### Data excerpts
--------------------------------------------------
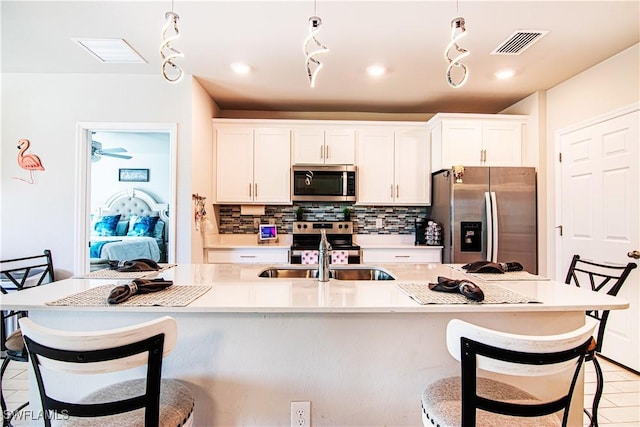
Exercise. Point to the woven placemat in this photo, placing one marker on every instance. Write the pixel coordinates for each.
(493, 294)
(112, 274)
(173, 296)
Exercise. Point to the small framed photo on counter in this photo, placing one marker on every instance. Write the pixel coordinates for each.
(133, 175)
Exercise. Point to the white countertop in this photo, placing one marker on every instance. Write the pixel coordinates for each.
(237, 288)
(365, 241)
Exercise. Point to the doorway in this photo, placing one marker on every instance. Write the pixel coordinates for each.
(600, 207)
(122, 148)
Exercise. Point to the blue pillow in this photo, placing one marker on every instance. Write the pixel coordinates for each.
(106, 225)
(143, 226)
(122, 227)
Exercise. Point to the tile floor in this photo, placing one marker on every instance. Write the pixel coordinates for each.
(620, 404)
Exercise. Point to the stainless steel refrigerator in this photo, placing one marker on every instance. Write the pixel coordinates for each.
(487, 213)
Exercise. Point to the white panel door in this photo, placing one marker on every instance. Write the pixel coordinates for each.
(234, 167)
(308, 146)
(375, 166)
(340, 146)
(502, 143)
(272, 166)
(412, 171)
(600, 215)
(461, 143)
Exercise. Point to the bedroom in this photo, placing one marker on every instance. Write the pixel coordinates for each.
(130, 194)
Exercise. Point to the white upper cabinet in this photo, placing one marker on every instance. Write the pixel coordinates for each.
(323, 146)
(476, 140)
(393, 166)
(253, 164)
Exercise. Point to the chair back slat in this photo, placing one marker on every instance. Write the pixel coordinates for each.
(97, 352)
(480, 348)
(601, 277)
(18, 273)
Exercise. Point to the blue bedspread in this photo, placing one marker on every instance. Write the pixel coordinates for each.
(128, 248)
(96, 248)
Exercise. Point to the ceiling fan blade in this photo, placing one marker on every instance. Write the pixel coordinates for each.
(120, 156)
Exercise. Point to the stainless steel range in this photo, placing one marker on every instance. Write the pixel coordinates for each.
(306, 237)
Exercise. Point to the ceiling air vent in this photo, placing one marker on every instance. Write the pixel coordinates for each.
(518, 42)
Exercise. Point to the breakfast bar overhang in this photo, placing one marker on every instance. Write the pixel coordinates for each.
(360, 351)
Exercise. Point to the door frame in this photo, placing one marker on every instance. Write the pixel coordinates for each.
(560, 270)
(82, 195)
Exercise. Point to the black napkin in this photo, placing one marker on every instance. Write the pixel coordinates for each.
(464, 286)
(140, 264)
(492, 267)
(122, 293)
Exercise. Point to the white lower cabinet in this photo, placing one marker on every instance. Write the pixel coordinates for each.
(418, 255)
(248, 256)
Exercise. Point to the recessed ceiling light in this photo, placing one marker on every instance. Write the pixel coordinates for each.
(505, 74)
(240, 68)
(376, 70)
(111, 51)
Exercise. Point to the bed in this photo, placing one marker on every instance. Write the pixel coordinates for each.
(130, 224)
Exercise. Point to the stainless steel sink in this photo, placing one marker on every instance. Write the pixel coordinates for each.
(338, 273)
(360, 273)
(289, 272)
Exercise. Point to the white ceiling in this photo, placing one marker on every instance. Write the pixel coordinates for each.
(408, 36)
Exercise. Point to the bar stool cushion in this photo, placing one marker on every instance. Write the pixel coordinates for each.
(176, 405)
(442, 406)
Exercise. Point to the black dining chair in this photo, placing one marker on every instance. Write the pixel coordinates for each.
(146, 399)
(16, 275)
(605, 278)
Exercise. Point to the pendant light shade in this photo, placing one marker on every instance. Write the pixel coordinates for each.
(170, 71)
(454, 54)
(312, 48)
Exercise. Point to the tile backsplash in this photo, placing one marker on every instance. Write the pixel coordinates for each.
(395, 219)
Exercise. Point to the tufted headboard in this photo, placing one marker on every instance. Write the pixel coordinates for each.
(133, 201)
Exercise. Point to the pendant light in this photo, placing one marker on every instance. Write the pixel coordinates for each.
(453, 53)
(170, 71)
(312, 48)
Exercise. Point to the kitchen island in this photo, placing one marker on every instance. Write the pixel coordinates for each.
(360, 351)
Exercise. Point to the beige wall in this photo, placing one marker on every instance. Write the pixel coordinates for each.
(203, 109)
(608, 86)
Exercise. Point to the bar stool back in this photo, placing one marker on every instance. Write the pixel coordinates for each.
(149, 401)
(470, 400)
(605, 278)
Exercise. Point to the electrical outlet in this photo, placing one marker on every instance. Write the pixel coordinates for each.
(301, 414)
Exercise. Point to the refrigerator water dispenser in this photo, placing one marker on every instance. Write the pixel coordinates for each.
(471, 236)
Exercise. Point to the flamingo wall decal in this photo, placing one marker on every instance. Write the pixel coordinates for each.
(29, 162)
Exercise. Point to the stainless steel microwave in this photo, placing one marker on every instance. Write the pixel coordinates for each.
(323, 183)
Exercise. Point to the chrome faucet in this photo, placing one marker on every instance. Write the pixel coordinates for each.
(323, 257)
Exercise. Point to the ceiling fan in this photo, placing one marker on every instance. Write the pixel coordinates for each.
(97, 151)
--------------------------------------------------
Reproduce all of the data exactly, omitting each picture it holds.

### Reply to the exercise
Exercise. Point to the woven placemat in this photo, placing one marker on every instance. Write the pixel coordinates for each.
(493, 294)
(112, 274)
(173, 296)
Exercise. Point to the small framed photo on counter in this photo, placing one marker on every instance. Write the pixel coordinates for each.
(133, 175)
Exercise. Point to the white countertop in this photo, placing one marker on every instance. Write the pixel coordinates for each.
(237, 288)
(365, 241)
Exercise. Point to the doorway in this photo, placing one marker on every instance. Write the pixel coordinates for each.
(600, 207)
(122, 148)
Exercise. Point to the blue pillow in this photo, placing one marker on every instance. Write the pixel coordinates for each.
(106, 225)
(143, 226)
(122, 227)
Exercise. Point to the tile floor in this photo, placing one marker on every instance. Write the pixel coordinates for each.
(620, 404)
Exercise. Point to the stainless steel refrigerator in this photo, placing one marker on every instance. Write the pixel coordinates for each.
(487, 213)
Exercise. Point to the white panel door in this photo, placing one marker on every instance. Write the pixel coordinates for each.
(234, 167)
(308, 146)
(375, 166)
(340, 146)
(502, 143)
(272, 166)
(412, 171)
(600, 215)
(461, 143)
Exercise. Point to the bedroom in this photo, placing one marker on every instance. Write the pixel coordinates for each.
(130, 194)
Exercise. Point to the white upper cabinet in this photo, placing one marker on every instance. Write the pixel coordinates for each.
(323, 146)
(476, 140)
(393, 166)
(253, 164)
Exercise. Point to the chair back slat in this photo, placing one marker on every instance. Write the pixel coordinates for each.
(97, 352)
(480, 348)
(601, 277)
(18, 273)
Exercise. Point to the blue bedspread in this photo, placing one marker on every instance. Write the pixel coordinates for each.
(128, 248)
(96, 248)
Exercise. Point to the ceiling fan blade in this photo, placing one marker on every instance. Write the pixel coordinates for each.
(120, 156)
Exercise. Point to the stainless steel range in this photo, placing one marker on every instance. Write the pixel coordinates for each.
(306, 237)
Exercise. Point to the ceiling air vent in this photo, placing one marker on every instance. Write the pixel coordinates for each.
(518, 42)
Exercise. Point to the breakfast bar overhang in this photo, placing one marker on every instance. Write the pixel coordinates for each.
(360, 351)
Exercise. Point to the door frame in this photo, placing one marker on every instance. Write the pixel coordinates for each.
(560, 270)
(82, 195)
Exercise. Point to the black napkin in this photo, placing one marker on every instance. Write the pixel coordinates for each.
(464, 286)
(140, 264)
(492, 267)
(122, 293)
Exercise. Point to the white lower cabinet in this photo, placing one marker on every instance. Write the pixel coordinates for each.
(418, 255)
(248, 256)
Exercise. Point to the recessed ceiling light in this photo, placing one marker on every instance. Write the pixel coordinates for each.
(505, 74)
(240, 68)
(376, 70)
(111, 51)
Exercise. Point to the bed in this photo, placing one marker on every instance. Write the pixel coordinates for each.
(130, 224)
Exercise. Point to the stainless steel sink in this photo, placing one marker on every instance. Write the pixel coordinates for each.
(338, 273)
(360, 273)
(289, 272)
Exercise. Point to the white ceiling in this photo, placing one marker on every instance. Write the pixel coordinates for each.
(408, 36)
Exercise. Point to the bar stool cushion in this photo, placing one marker on every instance. Write the pixel coordinates for each.
(176, 405)
(442, 406)
Exercise. Point to the black dining chair in this photo, placing one marker on every instance. Write the pixel coordinates for each.
(146, 399)
(16, 275)
(605, 278)
Exercise. Point to the pendant light shade in this photo, placing one marker on every instance. Write the pixel coordinates for each.
(170, 71)
(454, 54)
(312, 48)
Exercise. Point to the tile backsplash in this photo, placing one marker on every instance. Write the pixel coordinates for each.
(395, 219)
Exercise. Point to the tufted headboard in this photo, placing one marker on every instance. Write the pixel coordinates for each.
(133, 201)
Exercise. Point to the pendant light in this photo, placing one marker on every instance. Write the pixel coordinates for each.
(453, 53)
(170, 71)
(312, 48)
Exercise. Point to the kitchen island in this photo, placing one marker on every instance. Write the pixel coordinates for each.
(360, 351)
Exercise. Point to the beige wall in this photo, placing one marker on every instance. Write the pixel coordinates for each.
(203, 109)
(608, 86)
Exercise. Point to the bar stool back in this photo, placing one marker on every instance. Write the pixel coordinates for each.
(149, 401)
(470, 400)
(605, 278)
Exercise. Point to the electrical outlet in this photo, placing one marker on every instance. Write the pixel coordinates for each.
(301, 414)
Exercise. Point to the refrigerator water dispenser in this photo, placing one marker on every instance. Write the pixel coordinates for each.
(471, 236)
Exercise. Point to the flamingo wall decal in this photo, placing one marker on every instance. Write the pixel coordinates for each.
(29, 162)
Exercise. Point to the stainless steel microwave in this photo, placing one marker on every instance. Write the pixel coordinates for each.
(323, 183)
Exercise. Point to the chrome faucet in this photo, placing one marker on every instance. Write the pixel coordinates for each.
(323, 257)
Exercise. Point to the ceiling fan in this photo, placing one marker on every instance. Write the pixel coordinates for each.
(97, 151)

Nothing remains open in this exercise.